*INSTRUÇÃO ESCRITA 1:* Resuma em duas frases o trecho sobre o show de Madonna em Buenos Aires.
*** TRECHO DO TEXTO
Durante duas horas, iniciando-se a partir das 21h47 e chegando perto da meia-noite, o primeiro show da diva em terras sul-americanas após 15 anos trouxe altas doses de diversão maciça para um público de cerca de 60 mil pessoas no estádio do River Plate, em Buenos Aires, na noite de quinta-feira. O trânsito ficou um inferno nas imediações do estádio, que estava completamente tomado. O público a recebeu em êxtase, sedento de todas as personas que a cantora criou ao longo de 24 anos de carreira. Havia muitas meninas de 10, 12 anos na platéia (órfãs de Britney, esnobadas por Avril, só parecem confiar agora na velha cortesã do pop), assim como bibas de todos os quadrantes, senhoras de botinha e chapéu de caubói, famílias, namorados, ricaços em busca de diversão, travecos e curiosos.

Madonna entra em cena dentro de um cubo metálico, que se abre enquanto ela canta a primeira canção, Hard Candy, e as paredes desse cubo vão se tornando telas gigantes portáteis que a acompanham em formas e locais diferentes durante todo o show, erguidas por cabos. Dentro da caixa, engrenagens que se mexem, como se acionadas, e bolas de sinuca e giletes e relógios vão se sucedendo na engenhoca até o grand finale, quando a cantora surge sentada em um trono, de cartola e maiô.

Depois, Madonna vai montada num Rolls Royce branco até o meio da platéia, que é alcançada por meio de uma passarela com esteiras rolantes. Ao longo de um set de 23 canções, Madonna revisita todas suas fases e é até mesmo crítica em relação à construção da sua personalidade, “destruindo” todas suas personas (representadas por suas bailarinas com roupas e perucas de material girls).

Madonna arranhou algum espanhol (“Están listos?”, dizia), apresentou uma de suas bailarinas como argentina e fez o diabo. Deve ter dançado sobre a passarela de 17 metros, indo e voltando, ao menos umas 50 vezes durante o show, o que a torna uma atleta invejável, uma maratonista. Embora não tenha visto a Alinne Moraes na novela das 8, Madonna está de franjinha e cabelo loiro comprido. A cantora simulou sexo com sua guitarra (fumando um cigarrinho depois), encenou sexo no chão, de quatro, com um dos seus bailarinos, e simulou de leve uma masturbação – mas tudo de forma fugaz e indiferente. A herança de Mapplethorpe, que ela empunhou em Sex, hoje virou apenas décor, cenário, pasmaceira.

Há muita simulação de outra ordem também no show. O DJ que finge fazer um scratch, os bailarinos de dreadlocks que fingem conhecer algo do teatro kabuki, Madonna tentando cantar rock and roll de verdade em Bordeliner (momento constrangedor, a voz dela não se presta a isso), Madonna querendo tocar uma guitarra Les Paul negra, mas sem os dedos nas cordas.
******
*** DADOS FORNECIDOS
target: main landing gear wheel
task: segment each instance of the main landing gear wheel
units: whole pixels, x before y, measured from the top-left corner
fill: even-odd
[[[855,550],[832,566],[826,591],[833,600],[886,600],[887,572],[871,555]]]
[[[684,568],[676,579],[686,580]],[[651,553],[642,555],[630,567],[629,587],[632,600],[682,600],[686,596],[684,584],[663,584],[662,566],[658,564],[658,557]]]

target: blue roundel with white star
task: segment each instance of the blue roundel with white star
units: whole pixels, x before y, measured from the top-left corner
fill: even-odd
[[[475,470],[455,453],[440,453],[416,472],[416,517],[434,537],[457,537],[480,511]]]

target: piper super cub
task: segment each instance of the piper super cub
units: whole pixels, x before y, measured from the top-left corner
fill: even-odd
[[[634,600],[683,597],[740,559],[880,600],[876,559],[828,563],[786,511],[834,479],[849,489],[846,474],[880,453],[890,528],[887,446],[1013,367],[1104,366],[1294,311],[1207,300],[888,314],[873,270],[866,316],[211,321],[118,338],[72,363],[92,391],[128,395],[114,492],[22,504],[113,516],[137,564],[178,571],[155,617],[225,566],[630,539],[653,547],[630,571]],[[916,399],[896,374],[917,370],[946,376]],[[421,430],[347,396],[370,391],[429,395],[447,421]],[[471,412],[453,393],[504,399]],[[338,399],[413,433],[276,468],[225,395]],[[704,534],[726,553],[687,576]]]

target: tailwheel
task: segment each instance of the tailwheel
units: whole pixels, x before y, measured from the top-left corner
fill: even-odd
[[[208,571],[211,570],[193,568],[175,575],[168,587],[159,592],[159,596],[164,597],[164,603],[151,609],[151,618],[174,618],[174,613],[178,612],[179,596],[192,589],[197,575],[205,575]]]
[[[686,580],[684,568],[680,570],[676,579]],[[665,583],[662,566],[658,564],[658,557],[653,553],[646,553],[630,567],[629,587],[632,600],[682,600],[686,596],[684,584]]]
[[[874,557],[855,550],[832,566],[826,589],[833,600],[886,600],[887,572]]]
******
*INSTRUÇÃO ESCRITA 2:* Reproduza todas as entradas acima, substituindo "whole pixels" por "integer pixels" e deixando o restante sem nenhuma alteração.

*RESPOSTA DA TAREFA 1:* Após 15 anos sem se apresentar na América do Sul, Madonna fez um show de duas horas para cerca de 60 mil pessoas no estádio do River Plate, em Buenos Aires, com um set de 23 canções que revisitou todas as fases de sua carreira. O espetáculo começou com a cantora dentro de um cubo metálico cujas paredes viravam telas gigantes e incluiu uma passarela de 17 metros, simulações de sexo feitas de forma fugaz e indiferente e outros fingimentos, como tocar uma guitarra Les Paul sem os dedos nas cordas.

*RESPOSTA DA TAREFA 2:*
target: main landing gear wheel
task: segment each instance of the main landing gear wheel
units: integer pixels, x before y, measured from the top-left corner
fill: even-odd
[[[855,550],[832,566],[826,591],[833,600],[886,600],[887,572],[871,555]]]
[[[684,568],[676,579],[686,580]],[[651,553],[642,555],[630,567],[629,587],[632,600],[682,600],[686,596],[684,584],[663,584],[662,566],[658,564],[658,557]]]

target: blue roundel with white star
task: segment each instance of the blue roundel with white star
units: integer pixels, x before y, measured from the top-left corner
fill: even-odd
[[[475,470],[455,453],[440,453],[416,472],[416,517],[434,537],[457,537],[480,511]]]

target: piper super cub
task: segment each instance of the piper super cub
units: integer pixels, x before y, measured from the top-left corner
fill: even-odd
[[[634,600],[683,597],[740,559],[880,600],[876,559],[828,563],[786,511],[834,479],[849,489],[846,474],[880,453],[890,528],[887,446],[1013,367],[1104,366],[1294,311],[1207,300],[888,314],[873,270],[866,316],[211,321],[118,338],[72,363],[92,391],[128,395],[114,492],[22,504],[113,516],[137,564],[178,571],[155,617],[225,566],[630,539],[653,547],[630,571]],[[916,399],[896,374],[917,370],[946,376]],[[421,430],[347,396],[370,391],[429,395],[447,421]],[[471,412],[453,393],[504,399]],[[338,399],[413,433],[276,468],[225,395]],[[704,534],[726,553],[687,576]]]

target: tailwheel
task: segment each instance of the tailwheel
units: integer pixels, x before y, measured from the top-left corner
fill: even-odd
[[[208,571],[211,570],[193,568],[175,575],[168,587],[159,592],[159,596],[164,597],[164,603],[151,609],[151,618],[174,618],[174,613],[178,612],[179,596],[192,589],[197,575],[205,575]]]
[[[686,580],[684,568],[680,570],[676,579]],[[665,583],[662,566],[658,564],[658,557],[653,553],[646,553],[630,567],[629,587],[632,600],[682,600],[686,596],[684,584]]]
[[[874,557],[855,550],[832,566],[826,589],[833,600],[886,600],[887,572]]]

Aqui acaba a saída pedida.